## Travail demandé
- A) D'après le texte sur Le Caire, quel est le problème le plus important pour des millions de Cairotes ?
- B) Poursuivez le texte consacré au Caire à partir de sa dernière phrase.

## Extrait retenu
· · · · ·
Il paraît
que c'est un pâtissier qui a construit Le Caire. Belle et fragile,
cette ville croule sous le poids d'au moins une dizaine de millions
d'habitants. C'est un gâteau où il y a trop de sable et pas assez
de sucre, une tarte pleine de trous, un mille-feuille couvert de
mouches, une sauce faite avec du lait contaminé et de l'eau polluée.
Le Caire n'est pas un roman. C'est un bottin de téléphone où manquent
des pages, un conte circulaire qui va dans tous les sens, d'où sortent
des rats, des chats sauvages, des moineaux, des enfants, des fonctionnaires,
des machines et surtout deux personnages qui forment un couple hors
du commun ou au contraire tout ce qu'il y a de plus banal en Egypte,
il s'agit d'Abdel -Meguid, au derrière énorme, et Zeth, son épouse,
dont le fessier est aussi conséquent(...)
Zeth
est une fille de la révolution nassérienne, élevée dans l'idée que
tous les hommes sont égaux. C'est un être faible, doué de facultés
sensorielles exceptionnelles, ce qui va la faire souffrir. Elle
pleure souvent et passe son temps à ruser avec l'espace pour organiser
sa vie de famille. Le problème le plus important pour des millions
de Cairotes ce n'est ni le suicide ni la mort, c'est tout simplement
l'espace. Trouver un appartement où loger est vital. Toute la vie
sociale est profondément perturbée par la promiscuité que des parents
imposent à leurs enfants. Zeth et Abdel-Meguid ont trouvé un appartement,
donc ils peuvent se marier et faire des enfants. Les problèmes de
l'immeuble deviennent secondaires malgré leur gravité(...)
· · · · ·
## Enregistrements fournis
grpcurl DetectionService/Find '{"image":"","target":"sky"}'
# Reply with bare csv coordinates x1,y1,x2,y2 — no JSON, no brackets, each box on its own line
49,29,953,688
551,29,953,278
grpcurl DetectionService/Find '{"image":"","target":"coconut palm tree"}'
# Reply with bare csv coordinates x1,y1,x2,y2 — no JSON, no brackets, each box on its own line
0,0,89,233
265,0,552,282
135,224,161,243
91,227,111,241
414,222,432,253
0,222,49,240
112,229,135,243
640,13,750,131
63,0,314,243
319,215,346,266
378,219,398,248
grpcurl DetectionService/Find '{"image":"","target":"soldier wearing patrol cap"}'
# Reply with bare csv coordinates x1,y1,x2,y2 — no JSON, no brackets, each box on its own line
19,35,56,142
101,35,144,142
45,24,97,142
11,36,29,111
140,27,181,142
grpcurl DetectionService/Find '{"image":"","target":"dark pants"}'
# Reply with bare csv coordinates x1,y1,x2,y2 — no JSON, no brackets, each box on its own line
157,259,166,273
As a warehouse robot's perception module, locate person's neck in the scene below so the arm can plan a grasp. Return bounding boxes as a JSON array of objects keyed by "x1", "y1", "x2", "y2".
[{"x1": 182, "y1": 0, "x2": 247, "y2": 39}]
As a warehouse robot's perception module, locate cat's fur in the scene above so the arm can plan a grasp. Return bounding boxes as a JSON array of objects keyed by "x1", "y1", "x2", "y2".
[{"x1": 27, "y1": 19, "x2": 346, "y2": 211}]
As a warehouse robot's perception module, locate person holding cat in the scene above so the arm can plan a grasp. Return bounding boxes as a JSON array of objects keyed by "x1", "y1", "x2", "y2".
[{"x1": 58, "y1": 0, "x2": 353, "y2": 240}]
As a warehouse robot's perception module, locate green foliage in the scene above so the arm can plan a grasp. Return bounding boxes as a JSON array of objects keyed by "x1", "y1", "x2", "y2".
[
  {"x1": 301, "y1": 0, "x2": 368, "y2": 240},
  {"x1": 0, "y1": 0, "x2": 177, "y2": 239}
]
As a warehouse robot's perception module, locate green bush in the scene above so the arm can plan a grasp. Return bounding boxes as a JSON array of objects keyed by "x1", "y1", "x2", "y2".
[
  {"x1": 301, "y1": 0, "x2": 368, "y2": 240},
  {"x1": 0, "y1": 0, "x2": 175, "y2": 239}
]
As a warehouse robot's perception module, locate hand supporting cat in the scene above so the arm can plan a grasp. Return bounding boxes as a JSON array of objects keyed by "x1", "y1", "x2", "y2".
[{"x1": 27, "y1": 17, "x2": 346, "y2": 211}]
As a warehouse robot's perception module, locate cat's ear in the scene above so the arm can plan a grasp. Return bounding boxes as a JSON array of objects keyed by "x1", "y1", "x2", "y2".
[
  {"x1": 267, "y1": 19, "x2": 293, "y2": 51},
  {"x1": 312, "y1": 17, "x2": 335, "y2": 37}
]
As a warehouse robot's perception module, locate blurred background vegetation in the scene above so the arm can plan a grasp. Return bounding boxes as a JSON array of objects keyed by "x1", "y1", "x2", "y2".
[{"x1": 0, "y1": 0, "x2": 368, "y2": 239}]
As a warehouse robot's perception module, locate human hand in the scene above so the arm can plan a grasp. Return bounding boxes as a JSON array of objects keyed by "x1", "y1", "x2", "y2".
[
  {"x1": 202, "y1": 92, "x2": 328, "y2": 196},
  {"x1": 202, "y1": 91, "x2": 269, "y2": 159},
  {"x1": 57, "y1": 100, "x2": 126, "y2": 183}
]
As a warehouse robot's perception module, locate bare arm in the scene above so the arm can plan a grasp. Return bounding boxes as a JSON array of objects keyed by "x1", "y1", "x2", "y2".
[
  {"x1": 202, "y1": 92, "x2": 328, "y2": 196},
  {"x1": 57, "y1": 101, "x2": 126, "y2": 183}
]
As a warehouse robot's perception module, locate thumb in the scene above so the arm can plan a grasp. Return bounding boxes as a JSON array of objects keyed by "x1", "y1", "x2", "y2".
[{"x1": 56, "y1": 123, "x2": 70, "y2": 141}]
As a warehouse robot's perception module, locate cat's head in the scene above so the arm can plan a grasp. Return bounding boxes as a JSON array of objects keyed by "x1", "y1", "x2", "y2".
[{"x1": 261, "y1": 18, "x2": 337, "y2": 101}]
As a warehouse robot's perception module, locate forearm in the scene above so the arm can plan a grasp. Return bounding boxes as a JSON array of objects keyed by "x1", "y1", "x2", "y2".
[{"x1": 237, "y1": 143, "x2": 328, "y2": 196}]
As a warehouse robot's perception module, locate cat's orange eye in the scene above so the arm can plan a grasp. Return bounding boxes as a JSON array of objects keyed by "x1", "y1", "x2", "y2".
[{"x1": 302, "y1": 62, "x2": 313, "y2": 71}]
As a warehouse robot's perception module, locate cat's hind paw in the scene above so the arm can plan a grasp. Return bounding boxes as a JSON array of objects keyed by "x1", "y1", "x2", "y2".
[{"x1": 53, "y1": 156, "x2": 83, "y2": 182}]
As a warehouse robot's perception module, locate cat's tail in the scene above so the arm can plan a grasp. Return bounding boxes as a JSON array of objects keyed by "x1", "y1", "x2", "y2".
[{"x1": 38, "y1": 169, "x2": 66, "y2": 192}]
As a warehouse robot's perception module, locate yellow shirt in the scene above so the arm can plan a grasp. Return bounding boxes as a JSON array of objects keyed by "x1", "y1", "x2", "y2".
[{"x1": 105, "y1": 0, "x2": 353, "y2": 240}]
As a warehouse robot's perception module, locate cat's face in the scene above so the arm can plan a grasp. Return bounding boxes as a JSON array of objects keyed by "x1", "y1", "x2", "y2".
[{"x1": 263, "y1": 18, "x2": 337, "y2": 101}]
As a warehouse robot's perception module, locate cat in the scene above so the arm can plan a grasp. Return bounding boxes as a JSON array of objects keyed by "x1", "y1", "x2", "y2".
· · · · ·
## Réponses par consigne
- A) L'espace.

- B)
Sonallah
Ibrahim termine chaque chapitre par une revue de la presse nationale
et internationale. Le choix des informations ou de leurs commentaires
est assez judicieux. Sortis de leur contexte, les mots prennent
un sens romanesque et participent à l'élaboration de l'histoire
de Zeth et Abdel-Meguid. On apprend à travers la revue de presse
que [certains] pays du Golfe exploitent la misère des autres, font
tout pour plaire aux Américains et aux Européens. Sonallah Ibrahim
rapporte que le roi Fahd d'Arabie saoudite a offert à Reagan un
énorme oeuf en or massif contenant les drapeaux américain et saoudien.
Pendant ce temps-là, la plus grande grue du chantier du métro du
Caire disparaît, et le président Moubarak (surnommé " la Vache-qui-rit
") affirme : "Il n'y a pas à avoir honte de la présence de pauvres
en Egypte. " (...)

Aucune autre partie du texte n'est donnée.